Rita was born in Nashua, NH, as mentioned, on December 15, 1918. She is the eldest of her parents union: (Rita, Ruth, and Clare), all the children of Ann and John, both Lithuanian immigrants. Her parents arrived separately from Lithuania to America. They did not speak English, but learned the language, customs, and soon became citizens. The household was one of rented rooms to immigrants for 50 cents to $1 a week. Water closets (the toilets) were built as just that, closets, under the stairways, and shared with the tenants between the floors of the residence. Children bathed in aluminum tubs between chairs on Saturday nights, just to be squeaky clean for church on Sundays. It was a time when every little girl dressed accordingly for that, she said, “You wore a hat, you had gloves, you had a little pocketbook, and special shoes.” The family had moved to Lowell after Nashua, so her father could open a barber shop. Their rented house was in a courtyard. Rita continues, “All roads, not just ours, were lined with lanterns that required the job of a lamplighter to come and light the lanterns with oil on a nightly basis to illuminate the streets.” During the day, however, Rita walked those same streets on her way to her elementary schools—and church. (My take on the secret here: Parents, take heed: getting your kids to school—and church—matters, no matter the hardship. It will pay-off in the future.)

Secret #2: Lessons in Education

As the family’s parish did not offer parochial school instruction, she then attended public schools in Lowell from grades 1-9: The Lakeview Avenue School from first grade to the third. It is important here to note that Rita, the child of Lithuanian immigrants, did not speak English until she got to the first grade.

(FYI: For fun, as a young child, Rita played a Lithuanian board game, similar to Chutes-and-Ladders, with ladders of charity leading up, and chutes of penance, well…down. The game itself is illustrated strictly in Lithuanian. It is called Dangus, which translates to the English word as the game of Heaven. She still has it to this day! It is all worn and tattered.)

§ **RECORDED DATA**
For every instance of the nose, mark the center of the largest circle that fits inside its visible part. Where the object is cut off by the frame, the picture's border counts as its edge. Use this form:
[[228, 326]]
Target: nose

§ **WHAT TO WORK ON**
Answer these from the passage about Rita:
1. Where and on what date was Rita born?
2. Why did the family move to Lowell?
3. What is the name of the Lithuanian board game Rita played as a child?
The material has no connection to the text about Rita.

§ **EXPECTED OUTPUT**
1. Nashua, NH, on December 15, 1918.
2. So her father could open a barber shop.
3. Dangus.